*** Text block ***

He needs help. Now. (((Hugs)))
 

Ktllc

New Member
He was not adopted. He has been going to daycare since the age of 18months though. I had to pull out both of my boys out of when daycare last year because my older son told me he was being spanked. Was not sure if it was tru but I did not want to take a chance. Turns out it was true: that same daycare just got its licence removed for child abuse (spanked a child with wooden spoon: the kids was blue and red!). difficult child was only 2 and 1/2 so I will never hear if anything happened to him.
I will mention it to his therapist...
As far as cruelty to animals: he LOVES animals, will look at them for hours, kiss them, but for some reason he always manage to squish small creatures (we live in the woods). This morning, he caught a toad and I stopped him from stepping on it. After that he was good with it and just walked around with it in his hands.
When it comes to peeing inappropriatly... well it's not really the case. But really did not know a 4 year old could masturbate... (it is not new either). I can see it happen by accident at that age, but purposly?? It is not an every day occurence with difficult child, maybe weekly? Probably not related, but he still pees in his pull up at night.
 

Malika

Well-Known Member
Well, I have limited expertise in the matter but from what I have seen, read, heard, masturbating in small boys is normal. Not to excess and not continually, obviously. But sexuality in children - ie the discovery of pleasure related to certain sensations - was "revealed" by Freud a century ago and really is not news now... From what I have seen in my son (who is not "normal" either, but there you go :) ), he sometimes rubs himself; I say nothing but have told him he is not to do in front of other people, and I have never heard tell that he has... So I guess the doing it in public, or the not assimilating that it is socially "taboo" may be of concern. Do you have a good therapist or trusted counsellor you could ask about it?
As for the violent imagery and talk, I'm not sure. To some extent boys do talk like this, again based on what I've heard, but then say my son would be more extreme than most. He isn't particularly violent towards others (though his gestures are often too brusque and impulsive - in other words he quite often hurts other children without meaning to) but his talk IS sometimes violent. He will say "I am going to cut you!", for example, when he is angry with me. It sounds awful, I know, but I don't actually take it to mean that he is inevitably going to be a dangerous criminal as an adult... It is an extreme thing he says to reflect an extreme emotion. I also used very extreme and passionate language as a child, but did not grow up to be violent...

*** Records ***

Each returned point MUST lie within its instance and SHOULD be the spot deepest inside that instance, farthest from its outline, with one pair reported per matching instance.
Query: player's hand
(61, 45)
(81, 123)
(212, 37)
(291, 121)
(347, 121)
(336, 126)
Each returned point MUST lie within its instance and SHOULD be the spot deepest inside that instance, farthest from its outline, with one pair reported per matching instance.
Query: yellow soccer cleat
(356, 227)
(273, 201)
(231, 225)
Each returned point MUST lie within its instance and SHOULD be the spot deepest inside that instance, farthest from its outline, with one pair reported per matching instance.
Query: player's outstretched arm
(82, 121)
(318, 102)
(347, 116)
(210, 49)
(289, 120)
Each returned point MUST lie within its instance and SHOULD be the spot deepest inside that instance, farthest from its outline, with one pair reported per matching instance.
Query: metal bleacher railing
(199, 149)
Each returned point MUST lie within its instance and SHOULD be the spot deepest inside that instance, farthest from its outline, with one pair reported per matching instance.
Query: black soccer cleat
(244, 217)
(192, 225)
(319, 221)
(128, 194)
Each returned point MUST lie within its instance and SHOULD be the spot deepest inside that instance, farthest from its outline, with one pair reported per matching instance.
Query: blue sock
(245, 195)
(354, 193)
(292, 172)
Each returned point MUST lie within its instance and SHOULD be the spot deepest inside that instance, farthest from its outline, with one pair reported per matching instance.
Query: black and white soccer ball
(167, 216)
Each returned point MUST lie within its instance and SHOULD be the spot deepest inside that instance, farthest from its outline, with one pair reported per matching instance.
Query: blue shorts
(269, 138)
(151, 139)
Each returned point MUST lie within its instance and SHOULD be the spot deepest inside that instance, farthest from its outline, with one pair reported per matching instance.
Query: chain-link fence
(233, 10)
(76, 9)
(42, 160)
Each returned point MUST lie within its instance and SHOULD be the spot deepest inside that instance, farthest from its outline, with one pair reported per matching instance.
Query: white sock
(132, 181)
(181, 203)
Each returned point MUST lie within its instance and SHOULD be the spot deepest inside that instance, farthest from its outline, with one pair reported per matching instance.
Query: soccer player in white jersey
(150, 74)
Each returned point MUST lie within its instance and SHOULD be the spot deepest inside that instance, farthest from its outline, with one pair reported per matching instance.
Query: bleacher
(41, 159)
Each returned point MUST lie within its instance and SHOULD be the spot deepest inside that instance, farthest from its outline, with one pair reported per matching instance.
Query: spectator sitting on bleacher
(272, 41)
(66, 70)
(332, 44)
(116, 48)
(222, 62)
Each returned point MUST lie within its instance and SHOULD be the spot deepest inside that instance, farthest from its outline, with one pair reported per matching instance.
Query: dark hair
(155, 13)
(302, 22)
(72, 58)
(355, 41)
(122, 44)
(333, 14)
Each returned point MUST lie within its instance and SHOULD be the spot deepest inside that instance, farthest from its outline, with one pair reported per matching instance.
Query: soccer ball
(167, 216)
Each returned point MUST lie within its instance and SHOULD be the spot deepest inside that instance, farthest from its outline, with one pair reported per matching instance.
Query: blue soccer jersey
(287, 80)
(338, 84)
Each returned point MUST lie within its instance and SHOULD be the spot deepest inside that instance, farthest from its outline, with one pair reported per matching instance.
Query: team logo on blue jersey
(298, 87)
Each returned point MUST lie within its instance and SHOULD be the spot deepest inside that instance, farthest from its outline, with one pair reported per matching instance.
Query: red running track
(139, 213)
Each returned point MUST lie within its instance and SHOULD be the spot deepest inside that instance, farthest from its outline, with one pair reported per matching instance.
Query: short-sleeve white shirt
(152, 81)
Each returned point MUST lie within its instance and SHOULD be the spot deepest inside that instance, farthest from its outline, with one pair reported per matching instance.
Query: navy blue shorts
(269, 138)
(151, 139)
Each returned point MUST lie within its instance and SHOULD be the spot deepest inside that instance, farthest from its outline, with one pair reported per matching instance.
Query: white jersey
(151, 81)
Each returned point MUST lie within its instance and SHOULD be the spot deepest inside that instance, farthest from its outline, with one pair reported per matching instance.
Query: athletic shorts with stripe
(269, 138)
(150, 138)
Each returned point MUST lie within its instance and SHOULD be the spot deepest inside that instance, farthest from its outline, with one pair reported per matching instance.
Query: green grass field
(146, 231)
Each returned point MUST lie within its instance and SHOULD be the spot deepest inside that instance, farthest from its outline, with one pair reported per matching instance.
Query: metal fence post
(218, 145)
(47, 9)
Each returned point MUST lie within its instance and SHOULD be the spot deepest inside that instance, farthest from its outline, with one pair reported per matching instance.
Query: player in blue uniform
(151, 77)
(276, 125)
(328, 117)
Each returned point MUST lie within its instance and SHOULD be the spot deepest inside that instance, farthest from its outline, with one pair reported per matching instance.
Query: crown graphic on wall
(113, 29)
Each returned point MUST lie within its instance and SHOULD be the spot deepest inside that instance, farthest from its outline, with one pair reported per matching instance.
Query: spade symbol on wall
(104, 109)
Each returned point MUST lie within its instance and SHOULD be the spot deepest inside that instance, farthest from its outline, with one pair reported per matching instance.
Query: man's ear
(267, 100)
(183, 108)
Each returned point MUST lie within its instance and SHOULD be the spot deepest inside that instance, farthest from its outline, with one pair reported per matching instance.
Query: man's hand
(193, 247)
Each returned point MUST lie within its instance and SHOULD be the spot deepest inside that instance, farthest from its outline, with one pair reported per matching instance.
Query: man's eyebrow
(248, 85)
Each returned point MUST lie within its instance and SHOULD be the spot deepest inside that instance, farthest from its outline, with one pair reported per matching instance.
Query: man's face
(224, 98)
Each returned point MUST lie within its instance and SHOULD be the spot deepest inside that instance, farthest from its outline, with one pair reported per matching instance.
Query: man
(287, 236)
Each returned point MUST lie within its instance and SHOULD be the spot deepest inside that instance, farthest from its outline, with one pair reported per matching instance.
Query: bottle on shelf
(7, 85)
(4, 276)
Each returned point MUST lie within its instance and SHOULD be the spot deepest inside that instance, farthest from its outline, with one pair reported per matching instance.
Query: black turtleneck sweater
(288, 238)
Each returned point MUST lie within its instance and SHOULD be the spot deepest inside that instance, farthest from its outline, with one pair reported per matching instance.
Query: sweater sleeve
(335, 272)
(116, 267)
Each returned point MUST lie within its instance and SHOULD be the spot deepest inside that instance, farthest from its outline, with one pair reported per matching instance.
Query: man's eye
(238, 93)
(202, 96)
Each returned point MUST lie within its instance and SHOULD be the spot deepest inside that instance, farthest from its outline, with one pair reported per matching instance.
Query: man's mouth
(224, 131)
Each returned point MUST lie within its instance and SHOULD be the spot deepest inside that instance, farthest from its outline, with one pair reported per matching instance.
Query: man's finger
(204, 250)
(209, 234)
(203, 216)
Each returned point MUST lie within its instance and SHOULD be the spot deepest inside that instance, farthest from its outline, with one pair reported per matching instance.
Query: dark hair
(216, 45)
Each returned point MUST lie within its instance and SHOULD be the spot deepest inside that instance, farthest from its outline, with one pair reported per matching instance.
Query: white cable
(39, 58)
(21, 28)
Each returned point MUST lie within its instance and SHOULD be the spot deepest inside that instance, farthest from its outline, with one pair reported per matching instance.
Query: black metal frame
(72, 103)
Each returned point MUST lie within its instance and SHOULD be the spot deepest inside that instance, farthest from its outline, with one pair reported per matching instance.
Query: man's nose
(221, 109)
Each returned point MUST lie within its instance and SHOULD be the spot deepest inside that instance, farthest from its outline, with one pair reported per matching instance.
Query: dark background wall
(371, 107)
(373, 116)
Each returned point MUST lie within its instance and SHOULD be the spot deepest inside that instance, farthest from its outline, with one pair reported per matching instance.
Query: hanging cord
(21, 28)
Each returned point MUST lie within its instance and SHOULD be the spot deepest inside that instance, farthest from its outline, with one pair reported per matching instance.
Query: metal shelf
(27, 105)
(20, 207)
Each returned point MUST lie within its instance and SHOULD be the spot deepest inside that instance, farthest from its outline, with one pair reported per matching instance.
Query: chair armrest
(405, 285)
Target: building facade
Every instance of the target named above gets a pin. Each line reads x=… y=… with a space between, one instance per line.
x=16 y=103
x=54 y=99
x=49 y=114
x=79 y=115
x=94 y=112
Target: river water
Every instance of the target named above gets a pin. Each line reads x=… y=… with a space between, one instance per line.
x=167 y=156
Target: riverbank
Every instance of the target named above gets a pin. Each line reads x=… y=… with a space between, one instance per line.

***

### Problem set
- a) Write out the passage of the forum thread about a young boy's behavior that starts with "When it comes" and goes on through "up at night.".
- b) Carry on the forum thread about a young boy's behavior from the point where it stops.

### Answers for the exercise
- a)
When it comes to peeing inappropriatly... well it's not really the case. But really did not know a 4 year old could masturbate... (it is not new either). I can see it happen by accident at that age, but purposly?? It is not an every day occurence with difficult child, maybe weekly? Probably not related, but he still pees in his pull up at night.

- b)
So I urge some measure of caution in considering these things. Take them seriously, of course, but remember that children, especially children with "issues", just blurt out whatever comes to mind. It does not mean they are going to act it out. Sometimes it may do, but we cannot take that as automatic. in my humble opinion.
 

Ktllc

New Member
Malika, I hear what you say. My difficult child is actually NEVER violent (in action or language) when he has a meltdown. It is more like an inside storm that goes with a lot of loud crying.
When he has those "disturbing episodes" he is very quiet. I call them disturbing, because they are to me. I am not drawing any conclusion because I don't even know why he says/does things like that.
He also forgets those episodes within a few hours. If I try to talk about it at night and, for exemple, it happened in the morning, chances are: he has no clue what I'm talking about.
 

Steely

Active Member
I am going to agree with Malika here with the comments. I always gave Matt's comments too much leverage I believe, and all of his comments freaked me out. Yet, they never amounted to anything. So, I am not sure what to say other than we know they are not normal, and yet there are no answers on how to handle things like that.

On the flip side, it is possible that he was sexually abused by this place. Same thing happened to Matt at that age, he came home talking about the sitter spanking him. I pulled him out of the place, and the sitter adamantly denied that anything had happened. Two months ago, age 20, Matt spilled to me that he remembers being sexually abused. He could not remember any of the details except the feelings, and some objects in the house. He has had some lifetime repercussions from it - and in this conversation he revealed to me some of the torment he has gone through with himself and sexuality. It was so sad. I could never place why he acted or did certain things until he told me this a couple of months ago - now it makes sense.

Your son doing that with the doll is not normal, and indicates some sort of sexual impropriety happened. He is acting out the action and trying to resolve what happened to him by using play. I would get him into play therapy with this issue as the main focus.
 

BusynMember

Well-Known Member
Trying to squish, say, frogs or wildlife isn't normal either, if that's what he does.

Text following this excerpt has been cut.